§ **Requirement 1**: Can you turn the paragraph of the build backend specification excerpt that begins "A build frontend MAY use any mechanism" into a short bulleted list that keeps its main facts?
§ **Requirement 2**: What does the build backend specification excerpt say, summed up in exactly two sentences?
§ **Requirement 3**: How would you render this sentence from the build backend specification excerpt in Spanish: "A build frontend SHOULD, by default, create an isolated environment for each build, containing only the standard library and any explicitly requested build-dependencies."?
***** Supplied passage *****
Builds a ``.whl`` binary distribution, and places it in the specified
``wheel_directory``.

Returns: the basename (not the full path) of the new ``.whl``, as a
unicode string, or ``NotImplemented``.

Execution environment: everything specified by the
``build-system.requires`` key in ``pyproject.toml`` and by the return
value of ``get_requires_for_build_wheel``.

Note: If you unpack an sdist named ``{name}-{version}.tar.gz``, and
then build a wheel from it, then the resulting wheel MUST be named
``{name}-{version}-{compat-info}.whl``.


Extensions
----------

Particular frontends and backends MAY coordinate to define additional
hooks beyond those described here, but they MUST NOT claim top-level
attributes on the build backend object to do so; these attributes are
reserved for future PEPs. Backends MAY provide a ``extensions`` dict,
and the semantics of the object at ``BACKEND.extensions["XX"]`` can be
defined by the project that owns the name ``XX`` on PyPI. For example,
the pip project could choose to define extension hooks like::

  BACKEND.extensions["pip"].get_wheel_metadata

or::

  BACKEND.extensions["pip"]["prepare_build_files"]


=====================================================
 Recommendations for build frontends (non-normative)
=====================================================

A build frontend MAY use any mechanism for setting up a build
environment that meets the above criteria. For example, simply
installing all build-requirements into the global environment would be
sufficient to build any compliant package -- but this would be
sub-optimal for a number of reasons. This section contains
non-normative advice to frontend implementors.

A build frontend SHOULD, by default, create an isolated environment
for each build, containing only the standard library and any
explicitly requested build-dependencies. This has two benefits:

- It allows for a single installation run to build multiple packages
  that have contradictory build-requirements. E.g. if package1
  build-requires pbr==1.8.1, and package2 build-requires pbr==1.7.2,
  then these cannot both be installed simultaneously into the global
  environment -- which is a problem when the user requests ``pip
  install package1 package2``. Or if the user already has pbr==1.8.1
  installed in their global environment, and a package build-requires
  pbr==1.7.2, then downgrading the user's version would be rather
  rude.

- It acts as a kind of public health measure to maximize the number of
  packages that actually do declare accurate build-dependencies. We
  can write all the strongly worded admonitions to package authors we
  want, but if build frontends don't enforce isolation by default,
  then we'll inevitably end up with lots of packages on PyPI that
  build fine on the original author's machine and nowhere else, which
  is a headache that no-one needs.
***** Dataset rows *****
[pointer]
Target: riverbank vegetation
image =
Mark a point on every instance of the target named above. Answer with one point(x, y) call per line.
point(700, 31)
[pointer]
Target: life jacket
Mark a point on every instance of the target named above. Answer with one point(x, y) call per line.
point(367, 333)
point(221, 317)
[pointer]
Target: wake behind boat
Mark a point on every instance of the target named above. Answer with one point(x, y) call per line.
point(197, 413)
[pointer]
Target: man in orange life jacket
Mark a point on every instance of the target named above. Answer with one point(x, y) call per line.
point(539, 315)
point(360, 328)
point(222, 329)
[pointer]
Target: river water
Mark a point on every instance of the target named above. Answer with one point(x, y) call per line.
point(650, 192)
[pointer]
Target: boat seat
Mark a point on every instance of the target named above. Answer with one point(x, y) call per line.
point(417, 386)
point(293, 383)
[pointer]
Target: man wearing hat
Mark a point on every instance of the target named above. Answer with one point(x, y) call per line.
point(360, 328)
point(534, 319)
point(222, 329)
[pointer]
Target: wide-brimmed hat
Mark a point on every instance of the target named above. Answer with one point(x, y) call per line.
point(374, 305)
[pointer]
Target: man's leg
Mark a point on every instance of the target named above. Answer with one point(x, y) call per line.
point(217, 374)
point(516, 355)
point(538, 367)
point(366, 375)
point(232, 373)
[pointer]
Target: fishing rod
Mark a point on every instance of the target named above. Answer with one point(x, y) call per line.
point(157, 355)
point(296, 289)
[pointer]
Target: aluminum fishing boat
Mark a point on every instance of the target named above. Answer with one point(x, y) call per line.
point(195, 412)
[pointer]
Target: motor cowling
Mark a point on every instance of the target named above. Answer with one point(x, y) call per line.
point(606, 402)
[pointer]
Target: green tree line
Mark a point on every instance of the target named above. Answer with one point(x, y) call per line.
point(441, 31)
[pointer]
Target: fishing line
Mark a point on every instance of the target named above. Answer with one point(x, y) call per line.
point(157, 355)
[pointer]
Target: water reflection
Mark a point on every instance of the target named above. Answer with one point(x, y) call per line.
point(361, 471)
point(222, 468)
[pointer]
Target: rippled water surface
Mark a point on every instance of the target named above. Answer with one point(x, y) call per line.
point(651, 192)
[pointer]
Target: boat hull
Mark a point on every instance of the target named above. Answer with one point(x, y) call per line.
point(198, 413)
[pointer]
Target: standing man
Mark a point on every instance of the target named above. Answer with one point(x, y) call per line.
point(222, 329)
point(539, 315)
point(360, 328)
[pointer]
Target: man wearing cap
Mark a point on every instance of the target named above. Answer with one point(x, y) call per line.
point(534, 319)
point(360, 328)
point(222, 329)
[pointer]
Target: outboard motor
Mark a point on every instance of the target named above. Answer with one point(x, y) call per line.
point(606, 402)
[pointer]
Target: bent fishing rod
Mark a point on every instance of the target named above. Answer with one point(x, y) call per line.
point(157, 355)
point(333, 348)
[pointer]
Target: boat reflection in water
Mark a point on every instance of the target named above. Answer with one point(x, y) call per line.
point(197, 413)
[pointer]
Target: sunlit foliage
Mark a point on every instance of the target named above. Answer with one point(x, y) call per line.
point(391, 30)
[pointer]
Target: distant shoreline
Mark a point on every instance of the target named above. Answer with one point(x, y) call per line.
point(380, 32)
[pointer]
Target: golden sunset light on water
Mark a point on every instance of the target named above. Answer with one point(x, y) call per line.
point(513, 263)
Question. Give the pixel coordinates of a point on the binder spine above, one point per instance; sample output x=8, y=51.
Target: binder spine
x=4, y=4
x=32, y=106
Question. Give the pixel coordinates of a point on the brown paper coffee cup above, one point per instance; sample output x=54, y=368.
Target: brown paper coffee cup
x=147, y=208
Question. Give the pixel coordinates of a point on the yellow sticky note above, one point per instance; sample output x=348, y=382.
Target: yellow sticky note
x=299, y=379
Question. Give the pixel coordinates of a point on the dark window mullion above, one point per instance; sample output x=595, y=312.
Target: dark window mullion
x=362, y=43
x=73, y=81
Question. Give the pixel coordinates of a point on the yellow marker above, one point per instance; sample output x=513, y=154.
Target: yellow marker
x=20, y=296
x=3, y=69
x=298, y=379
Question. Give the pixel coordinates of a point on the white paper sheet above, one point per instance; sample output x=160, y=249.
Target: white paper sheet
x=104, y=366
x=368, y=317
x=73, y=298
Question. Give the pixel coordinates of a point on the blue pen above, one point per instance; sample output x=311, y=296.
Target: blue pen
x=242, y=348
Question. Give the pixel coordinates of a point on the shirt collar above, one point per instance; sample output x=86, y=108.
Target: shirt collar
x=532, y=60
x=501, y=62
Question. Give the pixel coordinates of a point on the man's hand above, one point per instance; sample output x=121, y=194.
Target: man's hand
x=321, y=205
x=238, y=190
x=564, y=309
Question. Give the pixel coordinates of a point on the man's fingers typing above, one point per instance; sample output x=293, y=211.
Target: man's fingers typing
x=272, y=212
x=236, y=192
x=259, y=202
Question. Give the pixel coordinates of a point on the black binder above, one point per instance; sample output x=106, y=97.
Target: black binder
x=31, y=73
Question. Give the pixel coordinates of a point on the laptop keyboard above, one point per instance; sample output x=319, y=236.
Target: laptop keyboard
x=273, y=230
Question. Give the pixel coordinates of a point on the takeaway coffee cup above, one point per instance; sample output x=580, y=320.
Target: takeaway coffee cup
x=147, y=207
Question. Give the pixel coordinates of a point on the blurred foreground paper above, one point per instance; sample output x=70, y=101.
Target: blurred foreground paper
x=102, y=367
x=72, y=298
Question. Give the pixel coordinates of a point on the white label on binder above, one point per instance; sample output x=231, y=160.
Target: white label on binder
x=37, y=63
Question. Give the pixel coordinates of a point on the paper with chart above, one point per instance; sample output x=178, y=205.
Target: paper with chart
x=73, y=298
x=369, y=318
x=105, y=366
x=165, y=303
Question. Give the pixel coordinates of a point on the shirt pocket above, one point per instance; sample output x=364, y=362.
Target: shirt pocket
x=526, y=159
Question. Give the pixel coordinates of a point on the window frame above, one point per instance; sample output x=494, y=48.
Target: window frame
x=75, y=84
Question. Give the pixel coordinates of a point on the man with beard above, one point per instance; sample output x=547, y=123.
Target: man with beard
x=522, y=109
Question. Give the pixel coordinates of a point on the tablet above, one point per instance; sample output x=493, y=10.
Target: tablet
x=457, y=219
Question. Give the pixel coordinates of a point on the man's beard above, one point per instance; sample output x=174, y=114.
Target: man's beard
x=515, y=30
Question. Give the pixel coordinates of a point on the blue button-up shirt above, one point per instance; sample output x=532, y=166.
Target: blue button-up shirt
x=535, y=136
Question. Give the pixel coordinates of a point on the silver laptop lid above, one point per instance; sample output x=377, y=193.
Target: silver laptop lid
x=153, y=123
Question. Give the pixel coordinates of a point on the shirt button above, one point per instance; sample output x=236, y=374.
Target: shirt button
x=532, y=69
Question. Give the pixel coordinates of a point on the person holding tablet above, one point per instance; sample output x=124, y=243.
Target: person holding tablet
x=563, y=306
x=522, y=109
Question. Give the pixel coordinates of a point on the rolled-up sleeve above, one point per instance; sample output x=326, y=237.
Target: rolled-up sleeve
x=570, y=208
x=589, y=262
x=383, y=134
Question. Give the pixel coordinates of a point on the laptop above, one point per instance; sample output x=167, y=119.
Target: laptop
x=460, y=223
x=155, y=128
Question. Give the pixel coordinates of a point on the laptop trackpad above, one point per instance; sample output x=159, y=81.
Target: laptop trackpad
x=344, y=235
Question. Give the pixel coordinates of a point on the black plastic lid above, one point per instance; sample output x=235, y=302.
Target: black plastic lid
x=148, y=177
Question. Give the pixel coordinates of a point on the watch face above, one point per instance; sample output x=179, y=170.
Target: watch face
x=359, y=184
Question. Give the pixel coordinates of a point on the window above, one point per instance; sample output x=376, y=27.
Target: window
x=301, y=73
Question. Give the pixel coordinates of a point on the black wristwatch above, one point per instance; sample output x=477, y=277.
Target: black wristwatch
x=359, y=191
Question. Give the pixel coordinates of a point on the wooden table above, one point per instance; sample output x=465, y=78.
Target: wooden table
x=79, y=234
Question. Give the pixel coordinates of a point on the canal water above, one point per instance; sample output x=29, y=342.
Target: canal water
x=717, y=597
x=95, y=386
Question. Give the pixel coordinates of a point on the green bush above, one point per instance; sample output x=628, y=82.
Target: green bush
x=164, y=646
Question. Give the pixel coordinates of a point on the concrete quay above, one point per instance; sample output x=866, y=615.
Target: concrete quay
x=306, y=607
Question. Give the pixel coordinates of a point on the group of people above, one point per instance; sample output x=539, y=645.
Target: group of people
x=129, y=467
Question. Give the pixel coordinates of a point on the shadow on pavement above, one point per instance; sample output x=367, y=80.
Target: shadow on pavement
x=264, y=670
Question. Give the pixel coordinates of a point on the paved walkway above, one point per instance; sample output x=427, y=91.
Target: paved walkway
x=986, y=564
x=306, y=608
*****
§ **Correct answer 1**:
- A build frontend may use any mechanism to set up a build environment that meets the above criteria.
- Installing all build requirements into the global environment would be enough to build any compliant package, but it would be sub-optimal for a number of reasons.
- The section offers non-normative advice to frontend implementors.

§ **Correct answer 2**: The described hook builds a .whl binary distribution in the specified wheel_directory and returns either the new wheel's basename as a unicode string or NotImplemented. Frontends and backends may define extra hooks through an extensions dict but must not claim top-level attributes on the backend object, and a frontend should by default create an isolated environment for each build that contains only the standard library and explicitly requested build-dependencies.

§ **Correct answer 3**: Un frontend de compilación DEBERÍA, por defecto, crear un entorno aislado para cada compilación, que contenga únicamente la biblioteca estándar y cualquier dependencia de compilación solicitada explícitamente.